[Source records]
---------------

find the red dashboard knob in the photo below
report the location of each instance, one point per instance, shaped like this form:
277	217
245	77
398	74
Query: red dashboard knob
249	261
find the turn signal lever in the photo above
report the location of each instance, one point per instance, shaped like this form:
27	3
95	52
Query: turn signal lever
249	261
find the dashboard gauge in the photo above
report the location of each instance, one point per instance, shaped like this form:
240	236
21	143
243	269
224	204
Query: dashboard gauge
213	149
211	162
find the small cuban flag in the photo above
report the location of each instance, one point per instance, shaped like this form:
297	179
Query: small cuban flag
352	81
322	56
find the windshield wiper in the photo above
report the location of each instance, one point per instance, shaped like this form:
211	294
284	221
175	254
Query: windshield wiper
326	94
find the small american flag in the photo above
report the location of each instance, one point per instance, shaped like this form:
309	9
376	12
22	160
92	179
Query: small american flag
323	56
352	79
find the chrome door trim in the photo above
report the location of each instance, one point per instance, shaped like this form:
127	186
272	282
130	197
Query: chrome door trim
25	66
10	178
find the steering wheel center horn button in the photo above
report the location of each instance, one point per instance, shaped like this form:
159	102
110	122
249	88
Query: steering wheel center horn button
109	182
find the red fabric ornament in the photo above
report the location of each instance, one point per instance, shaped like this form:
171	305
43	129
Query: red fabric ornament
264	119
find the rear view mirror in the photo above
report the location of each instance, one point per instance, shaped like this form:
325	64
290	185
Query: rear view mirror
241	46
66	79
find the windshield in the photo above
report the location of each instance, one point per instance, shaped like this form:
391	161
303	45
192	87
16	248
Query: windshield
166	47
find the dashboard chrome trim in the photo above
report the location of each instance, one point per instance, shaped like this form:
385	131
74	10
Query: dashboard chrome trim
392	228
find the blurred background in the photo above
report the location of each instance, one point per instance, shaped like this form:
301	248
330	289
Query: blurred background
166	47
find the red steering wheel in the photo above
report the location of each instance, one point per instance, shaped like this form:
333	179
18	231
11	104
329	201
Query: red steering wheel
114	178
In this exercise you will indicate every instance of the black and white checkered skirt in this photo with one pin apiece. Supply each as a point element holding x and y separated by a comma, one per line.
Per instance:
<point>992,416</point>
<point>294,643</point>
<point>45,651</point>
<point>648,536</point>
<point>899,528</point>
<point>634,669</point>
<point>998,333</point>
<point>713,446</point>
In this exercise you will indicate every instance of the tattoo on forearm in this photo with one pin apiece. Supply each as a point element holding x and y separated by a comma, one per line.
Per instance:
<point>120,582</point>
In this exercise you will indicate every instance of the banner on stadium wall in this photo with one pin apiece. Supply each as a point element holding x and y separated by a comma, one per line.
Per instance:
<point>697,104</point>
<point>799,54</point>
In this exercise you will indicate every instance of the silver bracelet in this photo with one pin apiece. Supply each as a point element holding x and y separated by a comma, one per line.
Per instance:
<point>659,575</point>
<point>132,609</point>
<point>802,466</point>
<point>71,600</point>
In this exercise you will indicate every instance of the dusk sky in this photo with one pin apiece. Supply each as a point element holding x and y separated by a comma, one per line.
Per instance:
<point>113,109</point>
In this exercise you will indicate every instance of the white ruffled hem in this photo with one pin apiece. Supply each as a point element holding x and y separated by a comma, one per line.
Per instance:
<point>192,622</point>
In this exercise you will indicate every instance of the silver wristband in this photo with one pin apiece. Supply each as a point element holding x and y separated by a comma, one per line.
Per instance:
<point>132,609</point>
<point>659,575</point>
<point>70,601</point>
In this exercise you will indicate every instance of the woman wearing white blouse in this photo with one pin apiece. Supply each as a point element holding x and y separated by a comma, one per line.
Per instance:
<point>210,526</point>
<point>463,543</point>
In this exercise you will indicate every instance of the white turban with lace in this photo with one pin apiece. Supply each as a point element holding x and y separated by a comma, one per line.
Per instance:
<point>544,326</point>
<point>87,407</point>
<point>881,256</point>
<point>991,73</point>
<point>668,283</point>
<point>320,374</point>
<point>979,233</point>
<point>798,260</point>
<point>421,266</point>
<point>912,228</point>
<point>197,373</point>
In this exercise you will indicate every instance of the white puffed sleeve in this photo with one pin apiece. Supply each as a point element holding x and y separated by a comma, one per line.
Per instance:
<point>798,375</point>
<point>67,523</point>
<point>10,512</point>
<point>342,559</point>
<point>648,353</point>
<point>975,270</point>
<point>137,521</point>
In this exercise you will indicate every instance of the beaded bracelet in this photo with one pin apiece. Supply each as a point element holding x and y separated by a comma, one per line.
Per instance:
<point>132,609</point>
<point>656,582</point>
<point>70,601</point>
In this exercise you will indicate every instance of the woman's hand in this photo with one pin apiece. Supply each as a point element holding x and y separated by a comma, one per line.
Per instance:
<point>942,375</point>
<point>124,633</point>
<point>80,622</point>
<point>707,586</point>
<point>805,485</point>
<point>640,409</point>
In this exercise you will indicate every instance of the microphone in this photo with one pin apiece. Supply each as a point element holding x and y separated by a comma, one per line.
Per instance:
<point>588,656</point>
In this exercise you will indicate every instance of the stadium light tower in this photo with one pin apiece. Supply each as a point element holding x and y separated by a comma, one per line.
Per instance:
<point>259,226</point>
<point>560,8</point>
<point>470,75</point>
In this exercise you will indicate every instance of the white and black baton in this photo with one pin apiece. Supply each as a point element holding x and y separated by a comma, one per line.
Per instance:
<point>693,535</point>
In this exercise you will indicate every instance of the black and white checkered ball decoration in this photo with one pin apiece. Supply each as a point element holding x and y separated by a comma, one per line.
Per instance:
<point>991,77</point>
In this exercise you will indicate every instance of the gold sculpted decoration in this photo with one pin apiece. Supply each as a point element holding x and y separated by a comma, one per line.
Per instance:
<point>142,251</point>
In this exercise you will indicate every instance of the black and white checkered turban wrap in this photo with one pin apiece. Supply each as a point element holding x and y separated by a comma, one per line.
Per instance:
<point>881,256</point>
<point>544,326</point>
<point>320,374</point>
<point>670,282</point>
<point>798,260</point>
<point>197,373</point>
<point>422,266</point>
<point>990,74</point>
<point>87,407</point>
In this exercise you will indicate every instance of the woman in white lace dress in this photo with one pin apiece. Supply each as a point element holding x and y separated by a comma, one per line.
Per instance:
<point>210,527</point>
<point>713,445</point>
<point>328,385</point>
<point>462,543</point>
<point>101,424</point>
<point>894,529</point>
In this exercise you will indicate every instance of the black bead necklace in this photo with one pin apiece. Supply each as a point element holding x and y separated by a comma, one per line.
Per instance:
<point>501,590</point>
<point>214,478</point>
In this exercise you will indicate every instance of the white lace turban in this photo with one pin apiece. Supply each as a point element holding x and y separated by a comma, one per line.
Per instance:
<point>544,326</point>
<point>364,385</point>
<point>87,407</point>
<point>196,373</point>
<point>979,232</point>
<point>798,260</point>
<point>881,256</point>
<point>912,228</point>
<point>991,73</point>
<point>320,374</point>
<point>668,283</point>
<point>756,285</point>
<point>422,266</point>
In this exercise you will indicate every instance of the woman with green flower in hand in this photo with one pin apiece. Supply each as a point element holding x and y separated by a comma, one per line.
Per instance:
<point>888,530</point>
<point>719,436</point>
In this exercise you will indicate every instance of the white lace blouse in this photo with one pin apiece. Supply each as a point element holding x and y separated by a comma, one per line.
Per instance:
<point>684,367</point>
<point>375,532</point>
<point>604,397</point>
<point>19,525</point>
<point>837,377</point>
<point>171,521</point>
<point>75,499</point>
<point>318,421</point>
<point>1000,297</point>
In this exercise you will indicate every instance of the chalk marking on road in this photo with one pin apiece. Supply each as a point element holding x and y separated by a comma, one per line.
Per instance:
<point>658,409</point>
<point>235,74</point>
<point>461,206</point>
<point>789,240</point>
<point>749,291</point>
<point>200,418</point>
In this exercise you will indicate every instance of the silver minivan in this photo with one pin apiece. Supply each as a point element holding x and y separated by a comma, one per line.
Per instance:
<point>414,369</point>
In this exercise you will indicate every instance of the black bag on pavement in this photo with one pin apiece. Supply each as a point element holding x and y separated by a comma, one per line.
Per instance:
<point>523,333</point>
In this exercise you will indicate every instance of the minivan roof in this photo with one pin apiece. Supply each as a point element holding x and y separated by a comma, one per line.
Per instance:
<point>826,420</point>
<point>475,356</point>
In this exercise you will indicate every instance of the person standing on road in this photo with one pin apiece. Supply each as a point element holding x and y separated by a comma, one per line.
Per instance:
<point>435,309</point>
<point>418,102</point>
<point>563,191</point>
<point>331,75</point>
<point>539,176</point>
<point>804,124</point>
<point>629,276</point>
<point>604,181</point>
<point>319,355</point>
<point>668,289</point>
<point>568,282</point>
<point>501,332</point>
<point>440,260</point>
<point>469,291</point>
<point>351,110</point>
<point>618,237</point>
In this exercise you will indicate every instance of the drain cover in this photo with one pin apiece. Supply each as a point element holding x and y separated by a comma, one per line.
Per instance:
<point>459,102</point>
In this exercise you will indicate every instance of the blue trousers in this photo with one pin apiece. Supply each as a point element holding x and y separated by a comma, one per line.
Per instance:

---------------

Rewrite the data starting with the line that contains "white checkered turban" and going on through the line that contains "<point>214,478</point>", both lines included, with the requests kept in place. In every answer point, add -58 to each x and y coordinate.

In this exercise you will indicate every instance of the black and white checkered turban wrap in this photo with one pin apiece. Supply each as a point element holding x and y separated by a comma, one per line.
Per instance:
<point>823,198</point>
<point>486,268</point>
<point>262,316</point>
<point>612,224</point>
<point>740,202</point>
<point>139,315</point>
<point>364,208</point>
<point>932,16</point>
<point>29,349</point>
In this exercise you will indicate every instance of the woman in white lace dress in this photo with one pin apiece. Supply each as a point element holding x and y separated by a comma, one per line.
Per instance:
<point>152,469</point>
<point>655,387</point>
<point>270,327</point>
<point>404,485</point>
<point>43,366</point>
<point>836,471</point>
In this exercise you will indicate every instance of the black bead necklace in this photo with one pin apiece. Supply each as a point element holding x and y separated by a comma, one per line.
Per instance:
<point>443,532</point>
<point>156,420</point>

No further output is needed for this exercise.